● Supplied data:
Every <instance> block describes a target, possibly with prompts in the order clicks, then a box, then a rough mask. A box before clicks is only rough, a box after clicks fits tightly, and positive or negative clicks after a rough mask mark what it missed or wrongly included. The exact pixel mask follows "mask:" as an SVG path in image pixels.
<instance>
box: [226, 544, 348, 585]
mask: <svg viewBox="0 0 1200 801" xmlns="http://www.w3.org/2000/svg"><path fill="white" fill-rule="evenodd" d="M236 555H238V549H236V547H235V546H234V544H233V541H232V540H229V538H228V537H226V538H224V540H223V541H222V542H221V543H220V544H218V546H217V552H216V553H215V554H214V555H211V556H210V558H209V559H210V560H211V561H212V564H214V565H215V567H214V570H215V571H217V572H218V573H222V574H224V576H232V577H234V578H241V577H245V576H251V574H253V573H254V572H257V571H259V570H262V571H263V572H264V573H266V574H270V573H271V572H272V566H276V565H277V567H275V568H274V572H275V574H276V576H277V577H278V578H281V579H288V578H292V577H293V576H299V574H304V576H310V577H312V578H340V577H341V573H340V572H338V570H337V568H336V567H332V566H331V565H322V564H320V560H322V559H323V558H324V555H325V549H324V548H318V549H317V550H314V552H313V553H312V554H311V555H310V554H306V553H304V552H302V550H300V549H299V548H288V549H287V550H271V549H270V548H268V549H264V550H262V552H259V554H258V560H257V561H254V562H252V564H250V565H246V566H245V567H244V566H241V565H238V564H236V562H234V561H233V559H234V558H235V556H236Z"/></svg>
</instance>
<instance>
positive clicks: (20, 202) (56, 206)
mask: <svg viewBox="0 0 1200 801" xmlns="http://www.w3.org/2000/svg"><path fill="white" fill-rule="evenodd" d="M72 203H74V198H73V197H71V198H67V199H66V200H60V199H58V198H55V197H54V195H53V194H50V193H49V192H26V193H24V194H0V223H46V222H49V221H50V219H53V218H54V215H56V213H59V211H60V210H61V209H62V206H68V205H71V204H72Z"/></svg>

● Required work: Reproduce every line above verbatim, from the first through the last.

● Expected answer:
Every <instance> block describes a target, possibly with prompts in the order clicks, then a box, then a rough mask. A box before clicks is only rough, a box after clicks fits tightly, and positive or negative clicks after a rough mask mark what it missed or wrongly included. The exact pixel mask follows "mask:" as an SVG path in image pixels.
<instance>
box: [226, 544, 348, 585]
mask: <svg viewBox="0 0 1200 801" xmlns="http://www.w3.org/2000/svg"><path fill="white" fill-rule="evenodd" d="M236 555H238V549H236V547H235V546H234V544H233V541H232V540H229V538H228V537H226V538H224V540H223V541H222V542H221V543H220V544H218V546H217V552H216V553H215V554H214V555H211V556H210V558H209V559H210V560H211V561H212V564H214V565H215V567H214V570H215V571H217V572H218V573H222V574H224V576H232V577H234V578H241V577H245V576H251V574H253V573H254V572H257V571H259V570H262V571H263V572H264V573H266V574H270V573H271V572H272V566H276V565H277V567H275V568H274V572H275V574H276V576H277V577H278V578H281V579H288V578H292V577H293V576H299V574H304V576H310V577H312V578H340V577H341V573H340V572H338V570H337V568H336V567H332V566H331V565H322V564H320V560H322V559H323V558H324V555H325V549H324V548H318V549H317V550H314V552H313V553H312V554H311V555H310V554H306V553H304V552H302V550H300V549H299V548H288V549H287V550H271V549H270V548H268V549H264V550H262V552H259V554H258V560H257V561H254V562H252V564H250V565H246V566H245V567H244V566H241V565H238V564H236V562H234V561H233V559H234V558H235V556H236Z"/></svg>
</instance>
<instance>
positive clicks: (20, 202) (56, 206)
mask: <svg viewBox="0 0 1200 801" xmlns="http://www.w3.org/2000/svg"><path fill="white" fill-rule="evenodd" d="M72 203H74V198H73V197H71V198H67V199H66V200H60V199H58V198H55V197H54V195H53V194H50V193H49V192H26V193H24V194H0V223H46V222H49V221H50V219H53V218H54V215H56V213H59V211H60V210H61V209H62V206H68V205H71V204H72Z"/></svg>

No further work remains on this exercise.